• [INSTRUÇÃO] Segundo o excerto sobre o clássico entre o FC Porto e o Benfica, que equipa derrotou o Benfica a 25 de Janeiro e por que resultado?

• [EXCERTO DE ORIGEM]
____
Por sua vez, ao FC Porto já é praticamente impossível sequer sonhar com a conquista do título – mesmo ganhando todos os seus jogos, só lá chegaria se os dois rivais lisboetas deitassem fora 10 pontos cada um nesta reta final de Liga. Dez... em 21. Mas o segundo lugar, sendo muito difícil, pode ainda ser um sonho, uma meta à qual apontar, porque para isso precisaria apenas da sua própria competência e de uma eventual quebra anímica e de rendimento de um só dos emblemas de Lisboa. Ora, manda o senso comum que meta mais fichas no Benfica, porque é o único dos dois a quem ainda pode tirar pontos num confronto direto. É, mesmo assim, complicado? Sem dúvida. Daí que, mesmo que se resignem a um realismo que manda achar que a qualificação para a Liga dos Campeões não passa já de uma miragem, até a terceira posição possa vir a ser vista como um objetivo importante. É que se a final da Taça de Portugal for um Sporting-Benfica o terceiro lugar dará acesso direto à fase de grupos da Liga Europa, ao passo que o quarto levará à necessidade de jogar a segunda pré-eliminatória, logo a partir de 24 de Julho – e o FC Porto terá Mundial de clubes, pelo menos, até 24 de Junho, bastando-lhe superar a fase de grupos para ter de jogar no mínimo mais uma vez, a 28 ou 29. Nesse cenário, aos dragões restaria escolher: ou faziam férias ou faziam pré-época. Nenhuma das opções prefigura nada de bom.
Clarificada a questão dos objetivos, resta debater as melhores maneiras de os atingir. Tanto o FC Porto como o Benfica chegam ao clássico em boa fase ou, pelo menos, em crescimento. Os dragões ganharam dois jogos consecutivos pela primeira vez desde que Anselmi chegou: 2-0 ao AVS e 2-1 no Estoril. As águias têm o registo recente atrapalhado pela Liga dos Campeões – as duas derrotas com o FC Barcelona e o empate caseiro com o AS Mónaco – mas no plano nacional entram em campo com nove vitórias seguidas, desde que foram batidas (3-1) em Rio Maior pelo Casa Pia, a 25 de Janeiro: 3-2 ao Estrela, 3-2 ao Moreirense, 1-0 ao Santa Clara, 3-0 ao Boavista, 1-0 ao SC Braga, 3-0 ao Nacional, 3-2 ao Rio Ave, 3-0 ao Gil Vicente e 3-2 ao Farense. O que os últimos jogos têm mostrado é um Benfica coletivamente afinado nas suas dinâmicas. Aursnes tornou-se a peça móvel capaz de assegurar complementaridades, Bruma oferece verticalidade e agressão à profundidade mas igualmente ligação interior e Amdouni a clarividência na ocupação de espaços e a intensidade de pressão. Lage tem depois alternado entre as diagonais de Pavlidis e o jogo mais de apoios de Belotti. Do outro lado, o que, pelo menos estes dois últimos desafios do FC Porto nos têm mostrado é uma equipa mais competente em criação, com o recuo de Eustáquio para a zona entre os centrais, abrindo espaço a Fábio Vieira no meio-campo e possibilitando que à frente, nas proximidades de Samu, se juntem Mora e Pepê, dois faróis de criação, o primeiro mais pela inteligência aliada a recursos técnicos e o segundo pela capacidade de aceleração que traz ao jogo ofensivo. A questão é: será assim que vai ser no domingo?
____
• [DADOS]
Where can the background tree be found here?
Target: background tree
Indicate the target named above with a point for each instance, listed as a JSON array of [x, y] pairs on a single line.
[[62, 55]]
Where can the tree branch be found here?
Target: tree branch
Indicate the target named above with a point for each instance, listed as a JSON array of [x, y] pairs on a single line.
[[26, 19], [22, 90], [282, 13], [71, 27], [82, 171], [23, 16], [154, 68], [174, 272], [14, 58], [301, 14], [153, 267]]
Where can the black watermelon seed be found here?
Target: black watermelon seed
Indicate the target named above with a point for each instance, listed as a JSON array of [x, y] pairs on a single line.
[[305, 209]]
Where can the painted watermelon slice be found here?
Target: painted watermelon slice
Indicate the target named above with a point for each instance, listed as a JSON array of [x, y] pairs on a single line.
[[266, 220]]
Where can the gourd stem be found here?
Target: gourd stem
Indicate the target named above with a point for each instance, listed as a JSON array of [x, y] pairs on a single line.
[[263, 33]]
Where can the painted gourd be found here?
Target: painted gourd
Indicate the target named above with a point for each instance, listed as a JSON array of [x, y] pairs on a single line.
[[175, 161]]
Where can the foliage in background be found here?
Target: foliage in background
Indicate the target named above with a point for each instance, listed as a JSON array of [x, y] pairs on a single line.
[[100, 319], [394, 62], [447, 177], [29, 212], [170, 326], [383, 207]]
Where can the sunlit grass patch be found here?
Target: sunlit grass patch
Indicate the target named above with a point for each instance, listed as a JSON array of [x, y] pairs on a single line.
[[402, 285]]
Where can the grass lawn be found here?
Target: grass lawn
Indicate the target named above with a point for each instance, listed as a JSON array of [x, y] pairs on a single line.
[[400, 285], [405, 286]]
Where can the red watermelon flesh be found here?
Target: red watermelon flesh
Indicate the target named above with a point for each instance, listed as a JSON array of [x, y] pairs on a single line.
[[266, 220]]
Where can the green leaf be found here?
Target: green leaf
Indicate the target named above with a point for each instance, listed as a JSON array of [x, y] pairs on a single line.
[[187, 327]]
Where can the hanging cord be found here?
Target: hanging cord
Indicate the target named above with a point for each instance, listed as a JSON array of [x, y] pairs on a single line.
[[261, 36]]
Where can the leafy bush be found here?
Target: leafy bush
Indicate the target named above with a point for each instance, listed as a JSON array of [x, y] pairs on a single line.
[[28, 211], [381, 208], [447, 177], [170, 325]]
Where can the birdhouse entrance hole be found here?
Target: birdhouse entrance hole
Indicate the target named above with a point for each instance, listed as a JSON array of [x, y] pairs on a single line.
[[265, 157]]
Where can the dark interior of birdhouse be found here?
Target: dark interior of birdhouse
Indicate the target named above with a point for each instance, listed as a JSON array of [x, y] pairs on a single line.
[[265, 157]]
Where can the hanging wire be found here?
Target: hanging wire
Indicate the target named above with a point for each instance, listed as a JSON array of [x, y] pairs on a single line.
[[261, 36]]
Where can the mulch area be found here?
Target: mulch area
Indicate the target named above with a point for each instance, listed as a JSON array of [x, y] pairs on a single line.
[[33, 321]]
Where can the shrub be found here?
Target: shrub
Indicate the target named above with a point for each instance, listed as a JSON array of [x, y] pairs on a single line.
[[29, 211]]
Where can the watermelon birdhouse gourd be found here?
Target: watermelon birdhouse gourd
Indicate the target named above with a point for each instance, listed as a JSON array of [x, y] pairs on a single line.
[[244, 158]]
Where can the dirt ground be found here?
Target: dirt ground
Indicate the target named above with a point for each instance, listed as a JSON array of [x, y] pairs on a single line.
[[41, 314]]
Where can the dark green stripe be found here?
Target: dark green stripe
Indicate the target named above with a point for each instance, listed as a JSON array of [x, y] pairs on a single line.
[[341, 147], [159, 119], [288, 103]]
____
• [RESPOSTA] O Casa Pia derrotou o Benfica por 3-1, em Rio Maior.